● **SELECTED PASSAGE**:
════════════════

# Instant Pay



## desiibabyy (Dec 3, 2016)

So I just finished my 2 weeks on Wednesday, And I have about 35 trips completed.

The instant pay tab still isn't on my app, I haven't received an email yet about unlocking it...

Does anyone know when I'm supposed to get the email? I'm waiting and I was under the impression I would have access right when I qualified. Thank you.


----------



## ÜberSonic808 (Dec 3, 2016)

You either need 50+ trips completion or need to be in a qualifying city where instant pay is featured? If you know for a fact other Über partners in your area got access to instant pay, definitely e-mail Über through your app via help>account>I have another question. I transferred from SF Bay Area Silicon Valley to Las Vegas & have yet to see an instant pay option as well. Been on the road for 2 weeks+ out here also.


----------



## ÜberSonic808 (Dec 3, 2016)

ÜberSonic808 said:


> You either need 50+ trips completion or need to be in a qualifying city where instant pay is featured? If you know for a fact other Über partners in your area got access to instant pay, definitely e-mail Über through your app via help>account>I have another question. I transferred from SF Bay Area Silicon Valley to Las Vegas & have yet to see an instant pay option as well. Been on the road for 2 weeks+ out here also.


The minimum requirement is 2 weeks on the road, btw to unlock instant pay.


----------



## desiibabyy (Dec 3, 2016)

ÜberSonic808 said:


> The minimum requirement is 2 weeks on the road, btw to unlock instant pay.


Yeah, I don't know what is going on lol.

I know my city has it, because other drivers have access.. but it's been 2 days since I completed my 25 trips and 2 weeks..

and nothing. I did email them, and they said something about 7 days? but nobody else I've talked to has had to wait 7 days..
it's nothing showing up on my app at all so I don't know. I'm so confused lol


----------



## ÜberSonic808 (Dec 3, 2016)

desiibabyy said:


> Yeah, I don't know what is going on lol.
> 
> I know my city has it, because other drivers have access.. but it's been 2 days since I completed my 25 trips and 2 weeks..
> 
> ...


E-mail Über through the app. The support e-mail is no longer functional. They respond within 1-5 hours & 'resolve' issues now.


----------



## desiibabyy (Dec 3, 2016)

════════════════

● **RECORDS SUPPLIED**:
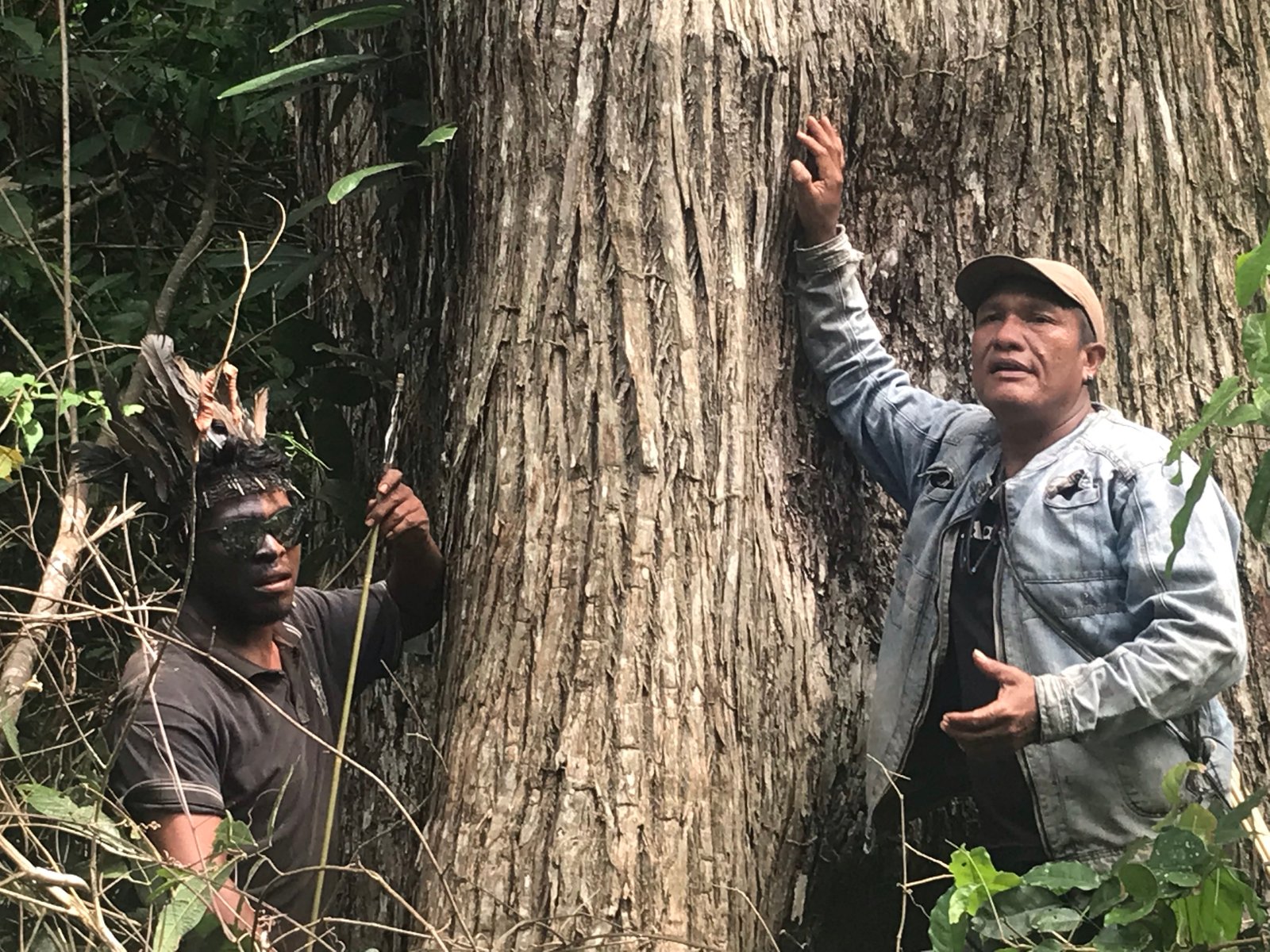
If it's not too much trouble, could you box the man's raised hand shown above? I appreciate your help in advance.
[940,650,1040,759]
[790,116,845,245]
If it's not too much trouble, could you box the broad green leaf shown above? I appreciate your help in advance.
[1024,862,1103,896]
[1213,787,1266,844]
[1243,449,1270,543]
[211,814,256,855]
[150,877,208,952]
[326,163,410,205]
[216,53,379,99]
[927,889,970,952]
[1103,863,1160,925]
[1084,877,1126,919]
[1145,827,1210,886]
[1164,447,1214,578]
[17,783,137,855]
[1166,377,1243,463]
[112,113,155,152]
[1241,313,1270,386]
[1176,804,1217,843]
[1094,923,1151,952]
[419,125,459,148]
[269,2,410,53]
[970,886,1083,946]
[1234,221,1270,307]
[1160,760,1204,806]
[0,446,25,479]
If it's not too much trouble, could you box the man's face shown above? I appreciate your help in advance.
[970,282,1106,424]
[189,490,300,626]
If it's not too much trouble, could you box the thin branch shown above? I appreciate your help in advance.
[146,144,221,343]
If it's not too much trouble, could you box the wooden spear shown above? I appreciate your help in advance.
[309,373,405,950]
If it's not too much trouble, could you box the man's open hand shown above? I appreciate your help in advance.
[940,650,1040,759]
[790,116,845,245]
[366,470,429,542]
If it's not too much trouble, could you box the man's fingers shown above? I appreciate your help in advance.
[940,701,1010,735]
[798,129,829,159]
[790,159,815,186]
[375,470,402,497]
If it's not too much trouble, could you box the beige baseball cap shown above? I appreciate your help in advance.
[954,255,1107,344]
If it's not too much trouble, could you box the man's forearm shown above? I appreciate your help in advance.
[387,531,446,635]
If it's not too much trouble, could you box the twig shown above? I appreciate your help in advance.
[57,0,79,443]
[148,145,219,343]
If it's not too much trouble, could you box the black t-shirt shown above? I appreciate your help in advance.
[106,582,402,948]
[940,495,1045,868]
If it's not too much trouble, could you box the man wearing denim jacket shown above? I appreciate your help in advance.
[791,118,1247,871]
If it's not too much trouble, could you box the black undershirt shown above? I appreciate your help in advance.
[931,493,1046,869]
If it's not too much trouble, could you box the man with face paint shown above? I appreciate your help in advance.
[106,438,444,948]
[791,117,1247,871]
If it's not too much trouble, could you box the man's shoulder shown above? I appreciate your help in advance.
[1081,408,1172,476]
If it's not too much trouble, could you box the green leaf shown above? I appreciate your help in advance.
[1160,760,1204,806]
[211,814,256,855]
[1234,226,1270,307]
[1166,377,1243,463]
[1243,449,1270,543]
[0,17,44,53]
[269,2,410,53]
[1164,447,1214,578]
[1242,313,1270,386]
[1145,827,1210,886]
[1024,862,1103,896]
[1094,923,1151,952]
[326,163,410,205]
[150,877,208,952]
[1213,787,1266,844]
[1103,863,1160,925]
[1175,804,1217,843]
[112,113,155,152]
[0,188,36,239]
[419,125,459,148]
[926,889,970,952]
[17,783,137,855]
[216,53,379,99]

════════════════

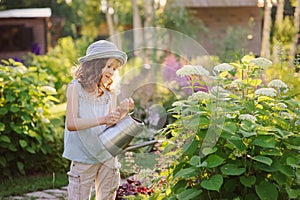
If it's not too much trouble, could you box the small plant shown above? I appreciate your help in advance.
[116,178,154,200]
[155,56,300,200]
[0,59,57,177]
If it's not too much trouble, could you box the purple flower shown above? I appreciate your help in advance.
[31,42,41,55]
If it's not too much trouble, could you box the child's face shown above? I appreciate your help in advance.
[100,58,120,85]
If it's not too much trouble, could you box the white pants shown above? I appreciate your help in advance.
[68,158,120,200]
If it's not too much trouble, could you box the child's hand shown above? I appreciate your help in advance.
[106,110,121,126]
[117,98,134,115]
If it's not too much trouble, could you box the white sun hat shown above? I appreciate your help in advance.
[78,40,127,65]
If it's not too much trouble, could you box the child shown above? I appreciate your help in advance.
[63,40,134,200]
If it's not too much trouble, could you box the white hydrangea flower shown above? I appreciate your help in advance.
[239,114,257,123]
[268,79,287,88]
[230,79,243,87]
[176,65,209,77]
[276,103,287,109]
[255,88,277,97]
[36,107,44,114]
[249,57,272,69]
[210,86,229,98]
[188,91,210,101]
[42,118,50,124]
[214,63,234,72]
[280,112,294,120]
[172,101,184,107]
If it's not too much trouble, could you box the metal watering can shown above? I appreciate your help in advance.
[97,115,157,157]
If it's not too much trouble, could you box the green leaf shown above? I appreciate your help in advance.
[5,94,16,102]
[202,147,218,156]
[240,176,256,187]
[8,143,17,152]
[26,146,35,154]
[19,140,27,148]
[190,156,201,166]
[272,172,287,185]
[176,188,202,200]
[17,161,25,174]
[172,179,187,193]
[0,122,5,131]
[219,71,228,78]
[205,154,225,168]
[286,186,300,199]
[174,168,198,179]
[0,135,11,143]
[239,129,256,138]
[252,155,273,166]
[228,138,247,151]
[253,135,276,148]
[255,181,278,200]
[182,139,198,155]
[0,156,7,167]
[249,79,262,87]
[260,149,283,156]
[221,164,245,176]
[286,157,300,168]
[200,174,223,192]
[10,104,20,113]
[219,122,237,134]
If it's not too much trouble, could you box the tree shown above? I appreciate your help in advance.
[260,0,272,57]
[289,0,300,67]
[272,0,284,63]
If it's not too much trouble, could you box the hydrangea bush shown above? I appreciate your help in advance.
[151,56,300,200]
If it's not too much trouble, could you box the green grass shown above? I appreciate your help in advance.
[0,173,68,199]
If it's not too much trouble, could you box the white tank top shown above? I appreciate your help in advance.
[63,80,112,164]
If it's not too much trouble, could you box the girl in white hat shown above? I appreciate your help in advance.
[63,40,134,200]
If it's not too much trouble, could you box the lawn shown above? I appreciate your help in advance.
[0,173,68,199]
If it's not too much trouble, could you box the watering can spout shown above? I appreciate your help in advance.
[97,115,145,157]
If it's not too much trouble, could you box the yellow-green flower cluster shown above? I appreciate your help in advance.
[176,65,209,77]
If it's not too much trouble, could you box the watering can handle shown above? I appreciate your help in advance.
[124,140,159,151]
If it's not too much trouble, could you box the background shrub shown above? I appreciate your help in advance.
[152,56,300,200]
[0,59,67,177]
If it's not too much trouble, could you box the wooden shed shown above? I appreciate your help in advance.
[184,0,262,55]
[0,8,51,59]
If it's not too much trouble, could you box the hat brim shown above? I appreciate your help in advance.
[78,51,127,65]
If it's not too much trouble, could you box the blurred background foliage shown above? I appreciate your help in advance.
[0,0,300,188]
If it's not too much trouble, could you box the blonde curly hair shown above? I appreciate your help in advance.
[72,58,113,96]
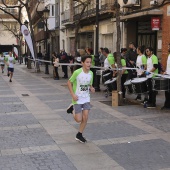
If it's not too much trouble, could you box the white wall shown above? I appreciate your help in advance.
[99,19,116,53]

════════════════

● **WORK TO DO**:
1. In the instant pay thread, write out the passage from "# Instant Pay" up to and including "qualified. Thank you.".
2. Extend the instant pay thread from the point where it stops.

● **WRITTEN RESPONSES**:
1.
# Instant Pay



## desiibabyy (Dec 3, 2016)

So I just finished my 2 weeks on Wednesday, And I have about 35 trips completed.

The instant pay tab still isn't on my app, I haven't received an email yet about unlocking it...

Does anyone know when I'm supposed to get the email? I'm waiting and I was under the impression I would have access right when I qualified. Thank you.

2.
ÜberSonic808 said:


> E-mail Über through the app. The support e-mail is no longer functional. They respond within 1-5 hours & 'resolve' issues now.


I did that Wednesday..
And I actually just read a thread on here, and the guy actually ended up with access the next day .
and I'm assuming since its Saturday, I wont even have any info until late next week.


----------



## ÜberSonic808 (Dec 3, 2016)

desiibabyy said:


> I did that Wednesday..
> And I actually just read a thread on here, and the guy actually ended up with access the next day .
> and I'm assuming since its Saturday, I wont even have any info until late next week.


Dang, I am sorry about that. You gotta wait on Über all due to how that technician went about your e-mail. You can re-send an e-mail & a different person will respond & hopefully resolve the issue ASAP! I'd recommend doing so everyday. 7 days is just questionable for something so simple to do. Lol.


----------



## desiibabyy (Dec 3, 2016)

ÜberSonic808 said:


> Dang, I am sorry about that. You gotta wait on Über all due to how that technician went about your e-mail. You can re-send an e-mail & a different person will respond & hopefully resolve the issue ASAP! I'd recommend doing so everyday. 7 days is just questionable for something so simple to do. Lol.


Yeah I just emailed a different person from my app... Asking if they can just manually do it.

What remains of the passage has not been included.